Set down, word for word, the stretch of lines from the one containing "the barn roof." to the end of the records below.
++++ Material shown ++++
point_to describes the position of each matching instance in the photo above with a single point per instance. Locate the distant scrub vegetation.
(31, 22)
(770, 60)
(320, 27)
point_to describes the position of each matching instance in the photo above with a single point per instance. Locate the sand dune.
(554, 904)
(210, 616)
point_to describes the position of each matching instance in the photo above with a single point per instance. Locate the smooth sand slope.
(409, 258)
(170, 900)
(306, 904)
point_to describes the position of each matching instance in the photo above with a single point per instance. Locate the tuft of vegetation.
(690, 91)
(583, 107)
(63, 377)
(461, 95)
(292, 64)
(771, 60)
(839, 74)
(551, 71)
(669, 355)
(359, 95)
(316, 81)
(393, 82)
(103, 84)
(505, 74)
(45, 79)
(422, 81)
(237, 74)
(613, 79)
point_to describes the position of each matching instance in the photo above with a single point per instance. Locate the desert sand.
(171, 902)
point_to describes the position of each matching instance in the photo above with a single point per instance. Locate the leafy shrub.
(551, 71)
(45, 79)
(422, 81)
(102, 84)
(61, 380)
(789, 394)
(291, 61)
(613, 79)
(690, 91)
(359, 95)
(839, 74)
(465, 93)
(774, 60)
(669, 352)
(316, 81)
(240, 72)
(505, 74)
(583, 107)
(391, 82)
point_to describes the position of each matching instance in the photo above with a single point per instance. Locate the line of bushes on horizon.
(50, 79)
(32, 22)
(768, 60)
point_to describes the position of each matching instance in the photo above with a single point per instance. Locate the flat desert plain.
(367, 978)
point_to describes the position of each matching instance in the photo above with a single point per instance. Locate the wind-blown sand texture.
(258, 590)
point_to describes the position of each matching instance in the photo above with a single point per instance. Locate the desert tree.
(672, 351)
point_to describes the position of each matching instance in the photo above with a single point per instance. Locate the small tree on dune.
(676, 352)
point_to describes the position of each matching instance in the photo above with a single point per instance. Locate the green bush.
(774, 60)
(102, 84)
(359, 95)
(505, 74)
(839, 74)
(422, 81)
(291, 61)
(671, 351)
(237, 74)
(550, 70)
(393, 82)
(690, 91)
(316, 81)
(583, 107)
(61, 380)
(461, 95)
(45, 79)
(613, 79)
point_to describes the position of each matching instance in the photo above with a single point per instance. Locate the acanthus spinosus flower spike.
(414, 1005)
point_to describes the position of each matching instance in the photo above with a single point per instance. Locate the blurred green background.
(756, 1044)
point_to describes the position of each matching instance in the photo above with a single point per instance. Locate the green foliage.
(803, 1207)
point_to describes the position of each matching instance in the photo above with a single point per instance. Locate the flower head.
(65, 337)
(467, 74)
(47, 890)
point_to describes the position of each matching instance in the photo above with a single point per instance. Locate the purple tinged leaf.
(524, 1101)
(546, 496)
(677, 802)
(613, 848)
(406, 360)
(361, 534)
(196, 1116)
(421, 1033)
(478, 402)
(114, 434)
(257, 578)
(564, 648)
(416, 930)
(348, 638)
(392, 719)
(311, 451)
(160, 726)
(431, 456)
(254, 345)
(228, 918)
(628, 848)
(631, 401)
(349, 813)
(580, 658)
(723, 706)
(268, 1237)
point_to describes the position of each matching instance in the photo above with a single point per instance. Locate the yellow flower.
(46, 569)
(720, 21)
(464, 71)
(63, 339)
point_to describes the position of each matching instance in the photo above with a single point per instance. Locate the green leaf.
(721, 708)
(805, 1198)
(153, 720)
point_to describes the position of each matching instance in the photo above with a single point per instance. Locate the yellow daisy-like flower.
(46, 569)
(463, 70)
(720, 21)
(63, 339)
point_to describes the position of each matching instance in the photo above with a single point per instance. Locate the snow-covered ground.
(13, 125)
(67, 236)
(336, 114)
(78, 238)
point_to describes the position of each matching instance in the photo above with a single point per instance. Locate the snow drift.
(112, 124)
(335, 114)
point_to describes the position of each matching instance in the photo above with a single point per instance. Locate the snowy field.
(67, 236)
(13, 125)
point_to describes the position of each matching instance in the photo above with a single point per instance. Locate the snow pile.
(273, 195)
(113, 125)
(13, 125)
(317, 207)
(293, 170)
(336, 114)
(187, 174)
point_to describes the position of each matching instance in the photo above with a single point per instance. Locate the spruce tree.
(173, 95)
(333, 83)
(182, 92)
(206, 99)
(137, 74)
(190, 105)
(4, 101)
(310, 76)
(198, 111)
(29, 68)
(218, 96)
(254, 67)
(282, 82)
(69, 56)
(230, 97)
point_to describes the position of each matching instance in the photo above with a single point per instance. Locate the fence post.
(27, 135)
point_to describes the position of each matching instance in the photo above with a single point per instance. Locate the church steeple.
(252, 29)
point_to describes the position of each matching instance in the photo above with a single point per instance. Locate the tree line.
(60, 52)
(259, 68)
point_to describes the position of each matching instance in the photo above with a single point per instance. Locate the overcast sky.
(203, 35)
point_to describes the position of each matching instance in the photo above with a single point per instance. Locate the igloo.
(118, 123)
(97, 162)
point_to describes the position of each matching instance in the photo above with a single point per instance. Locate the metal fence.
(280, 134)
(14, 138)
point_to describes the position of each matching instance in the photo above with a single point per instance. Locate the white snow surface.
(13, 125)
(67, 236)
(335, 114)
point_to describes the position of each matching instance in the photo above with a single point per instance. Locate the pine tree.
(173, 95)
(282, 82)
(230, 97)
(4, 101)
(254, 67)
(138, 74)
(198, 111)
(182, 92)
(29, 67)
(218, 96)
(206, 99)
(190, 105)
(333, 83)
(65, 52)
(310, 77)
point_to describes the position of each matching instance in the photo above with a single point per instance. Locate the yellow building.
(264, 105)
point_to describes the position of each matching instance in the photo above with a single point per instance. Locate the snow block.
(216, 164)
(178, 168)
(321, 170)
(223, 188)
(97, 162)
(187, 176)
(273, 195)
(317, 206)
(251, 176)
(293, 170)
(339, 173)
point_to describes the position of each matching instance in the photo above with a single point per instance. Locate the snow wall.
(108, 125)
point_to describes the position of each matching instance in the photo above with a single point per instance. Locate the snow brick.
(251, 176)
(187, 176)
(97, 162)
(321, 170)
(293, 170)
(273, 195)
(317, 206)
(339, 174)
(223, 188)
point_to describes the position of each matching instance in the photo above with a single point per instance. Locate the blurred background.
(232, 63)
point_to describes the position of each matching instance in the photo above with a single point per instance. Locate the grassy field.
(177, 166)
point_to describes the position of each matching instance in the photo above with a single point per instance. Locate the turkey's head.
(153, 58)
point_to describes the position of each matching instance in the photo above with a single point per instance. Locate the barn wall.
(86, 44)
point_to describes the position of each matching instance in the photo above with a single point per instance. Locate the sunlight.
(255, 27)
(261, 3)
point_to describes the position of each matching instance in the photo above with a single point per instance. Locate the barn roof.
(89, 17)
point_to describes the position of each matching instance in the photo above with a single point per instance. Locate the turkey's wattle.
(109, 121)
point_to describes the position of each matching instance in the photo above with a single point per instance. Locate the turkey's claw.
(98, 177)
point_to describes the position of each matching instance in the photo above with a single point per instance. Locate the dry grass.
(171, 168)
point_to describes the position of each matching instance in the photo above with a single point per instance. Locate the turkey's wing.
++++
=== The answer ===
point_to describes the position of each matching instance in the photo above with a single point per instance. Locate the barn roof.
(89, 17)
point_to describes the position of each matching instance in the photo above with a single point per instance. Locate the turkey's wattle.
(109, 121)
point_to describes the position of each matching instance in the photo above with a single point per instance. Locate the turkey's claw.
(98, 177)
point_to describes the position of each matching instance in the photo above with a single point per instance. Locate the dry grass.
(171, 168)
point_to describes the position of each matching instance in the photo above with a single point per instance. Locate the turkey's wing.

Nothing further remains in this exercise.